==== Task input ====
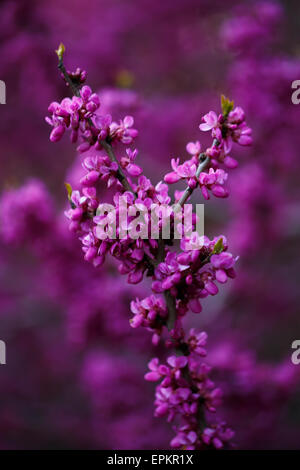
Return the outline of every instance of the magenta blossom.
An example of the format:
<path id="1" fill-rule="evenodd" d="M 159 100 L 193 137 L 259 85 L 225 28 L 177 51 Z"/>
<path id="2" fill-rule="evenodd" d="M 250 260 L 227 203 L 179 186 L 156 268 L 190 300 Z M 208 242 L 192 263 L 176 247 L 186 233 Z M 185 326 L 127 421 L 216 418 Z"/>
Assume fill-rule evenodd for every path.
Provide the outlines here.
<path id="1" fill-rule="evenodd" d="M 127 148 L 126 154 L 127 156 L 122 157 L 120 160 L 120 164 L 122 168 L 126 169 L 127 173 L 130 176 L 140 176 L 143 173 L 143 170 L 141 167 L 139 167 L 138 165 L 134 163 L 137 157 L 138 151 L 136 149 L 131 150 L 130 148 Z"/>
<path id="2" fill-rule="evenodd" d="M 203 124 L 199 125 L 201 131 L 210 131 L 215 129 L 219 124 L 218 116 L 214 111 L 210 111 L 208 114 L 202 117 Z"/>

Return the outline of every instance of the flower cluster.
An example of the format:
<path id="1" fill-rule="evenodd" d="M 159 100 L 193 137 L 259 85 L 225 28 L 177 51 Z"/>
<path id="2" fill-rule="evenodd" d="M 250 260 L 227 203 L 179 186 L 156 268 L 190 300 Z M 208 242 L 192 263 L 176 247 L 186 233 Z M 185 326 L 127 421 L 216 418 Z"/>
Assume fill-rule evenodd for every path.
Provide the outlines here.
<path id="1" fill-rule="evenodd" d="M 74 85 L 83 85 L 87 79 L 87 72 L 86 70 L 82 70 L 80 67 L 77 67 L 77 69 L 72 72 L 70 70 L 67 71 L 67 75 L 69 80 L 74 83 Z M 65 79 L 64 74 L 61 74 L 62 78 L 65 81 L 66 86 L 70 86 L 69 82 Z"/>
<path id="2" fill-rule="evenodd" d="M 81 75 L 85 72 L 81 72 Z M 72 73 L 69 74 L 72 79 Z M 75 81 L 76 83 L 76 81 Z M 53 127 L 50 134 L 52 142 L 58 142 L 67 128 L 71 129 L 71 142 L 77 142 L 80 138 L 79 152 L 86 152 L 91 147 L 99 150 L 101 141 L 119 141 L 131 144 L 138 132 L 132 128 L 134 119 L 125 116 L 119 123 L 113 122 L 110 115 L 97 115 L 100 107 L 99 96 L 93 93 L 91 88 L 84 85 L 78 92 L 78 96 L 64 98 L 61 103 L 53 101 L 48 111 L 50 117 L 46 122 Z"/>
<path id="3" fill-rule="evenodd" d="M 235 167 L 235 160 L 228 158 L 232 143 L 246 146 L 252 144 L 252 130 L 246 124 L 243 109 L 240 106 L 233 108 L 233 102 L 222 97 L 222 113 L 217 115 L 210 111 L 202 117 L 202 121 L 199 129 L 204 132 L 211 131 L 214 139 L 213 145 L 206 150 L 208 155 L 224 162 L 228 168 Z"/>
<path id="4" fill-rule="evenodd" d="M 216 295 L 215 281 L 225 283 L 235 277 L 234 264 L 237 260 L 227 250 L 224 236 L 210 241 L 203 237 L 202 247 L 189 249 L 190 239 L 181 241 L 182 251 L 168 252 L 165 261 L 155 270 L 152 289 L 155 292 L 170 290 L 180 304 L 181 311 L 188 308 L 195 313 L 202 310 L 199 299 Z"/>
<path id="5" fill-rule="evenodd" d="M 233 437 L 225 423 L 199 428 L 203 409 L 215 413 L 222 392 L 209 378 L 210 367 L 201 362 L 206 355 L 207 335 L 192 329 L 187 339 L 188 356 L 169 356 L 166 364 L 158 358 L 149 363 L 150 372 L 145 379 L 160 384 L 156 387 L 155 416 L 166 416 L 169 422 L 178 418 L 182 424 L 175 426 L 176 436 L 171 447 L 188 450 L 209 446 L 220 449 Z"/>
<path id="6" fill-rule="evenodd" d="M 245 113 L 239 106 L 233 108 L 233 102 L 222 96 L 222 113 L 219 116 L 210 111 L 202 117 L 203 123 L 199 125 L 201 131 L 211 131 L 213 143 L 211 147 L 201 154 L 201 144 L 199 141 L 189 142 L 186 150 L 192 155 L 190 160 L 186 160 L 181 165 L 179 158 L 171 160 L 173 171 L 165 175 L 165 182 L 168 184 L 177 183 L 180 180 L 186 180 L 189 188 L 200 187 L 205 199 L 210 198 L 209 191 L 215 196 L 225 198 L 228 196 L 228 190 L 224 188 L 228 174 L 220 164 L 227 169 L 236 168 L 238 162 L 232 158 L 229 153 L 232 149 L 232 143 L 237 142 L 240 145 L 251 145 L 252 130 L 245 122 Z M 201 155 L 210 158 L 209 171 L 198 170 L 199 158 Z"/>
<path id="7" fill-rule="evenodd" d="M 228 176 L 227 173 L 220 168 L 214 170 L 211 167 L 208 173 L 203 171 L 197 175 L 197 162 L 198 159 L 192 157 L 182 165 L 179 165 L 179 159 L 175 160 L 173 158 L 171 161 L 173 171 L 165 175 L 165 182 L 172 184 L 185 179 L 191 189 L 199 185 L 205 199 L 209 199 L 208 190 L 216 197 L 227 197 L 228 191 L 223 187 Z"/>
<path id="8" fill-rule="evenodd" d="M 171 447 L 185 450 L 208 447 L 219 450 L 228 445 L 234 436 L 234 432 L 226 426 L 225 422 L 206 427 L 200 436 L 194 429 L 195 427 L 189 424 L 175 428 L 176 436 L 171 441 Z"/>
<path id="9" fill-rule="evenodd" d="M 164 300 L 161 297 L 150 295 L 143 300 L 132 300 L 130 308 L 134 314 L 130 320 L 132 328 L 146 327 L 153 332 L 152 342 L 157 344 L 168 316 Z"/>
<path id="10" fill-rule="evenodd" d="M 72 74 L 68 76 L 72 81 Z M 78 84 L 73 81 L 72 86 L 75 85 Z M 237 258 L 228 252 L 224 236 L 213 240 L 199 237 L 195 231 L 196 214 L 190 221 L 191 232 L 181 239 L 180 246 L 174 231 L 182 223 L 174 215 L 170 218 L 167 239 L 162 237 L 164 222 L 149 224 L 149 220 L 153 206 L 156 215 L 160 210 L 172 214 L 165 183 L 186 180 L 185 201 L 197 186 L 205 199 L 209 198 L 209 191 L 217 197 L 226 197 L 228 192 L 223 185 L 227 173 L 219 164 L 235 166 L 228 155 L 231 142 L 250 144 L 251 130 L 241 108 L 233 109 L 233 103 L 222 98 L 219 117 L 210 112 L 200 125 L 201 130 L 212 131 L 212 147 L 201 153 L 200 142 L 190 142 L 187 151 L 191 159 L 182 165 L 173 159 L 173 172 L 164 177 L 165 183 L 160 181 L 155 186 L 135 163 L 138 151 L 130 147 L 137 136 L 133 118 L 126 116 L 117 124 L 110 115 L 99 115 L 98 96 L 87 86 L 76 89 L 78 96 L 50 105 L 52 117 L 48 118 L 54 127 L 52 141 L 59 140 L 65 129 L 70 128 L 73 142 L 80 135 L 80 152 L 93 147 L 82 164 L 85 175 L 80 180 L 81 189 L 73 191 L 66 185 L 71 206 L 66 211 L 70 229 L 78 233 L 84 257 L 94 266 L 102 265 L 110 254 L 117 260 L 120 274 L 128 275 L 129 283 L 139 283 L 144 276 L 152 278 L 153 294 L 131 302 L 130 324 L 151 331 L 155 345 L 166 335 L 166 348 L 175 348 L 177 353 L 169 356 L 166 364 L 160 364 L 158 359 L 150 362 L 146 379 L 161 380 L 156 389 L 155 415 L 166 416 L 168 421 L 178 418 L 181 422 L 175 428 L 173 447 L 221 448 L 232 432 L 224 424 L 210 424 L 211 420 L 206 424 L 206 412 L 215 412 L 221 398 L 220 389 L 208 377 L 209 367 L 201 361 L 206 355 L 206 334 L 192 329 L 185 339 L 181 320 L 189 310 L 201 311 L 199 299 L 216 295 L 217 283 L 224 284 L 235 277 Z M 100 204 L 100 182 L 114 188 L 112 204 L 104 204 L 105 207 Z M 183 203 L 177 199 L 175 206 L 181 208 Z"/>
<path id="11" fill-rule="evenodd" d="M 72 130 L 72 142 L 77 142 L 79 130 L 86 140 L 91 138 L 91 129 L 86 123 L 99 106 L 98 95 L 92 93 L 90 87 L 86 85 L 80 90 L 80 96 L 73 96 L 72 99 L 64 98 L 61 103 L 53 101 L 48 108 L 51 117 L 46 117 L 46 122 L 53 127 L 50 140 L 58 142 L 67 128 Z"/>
====
#### Your objective:
The answer must consist of each line in the entries above that includes "every".

#### Reply to the task:
Return the outline of every instance of the magenta blossom.
Assume fill-rule evenodd for every path.
Return the outline of every instance of the flower cluster.
Assume fill-rule evenodd for every path.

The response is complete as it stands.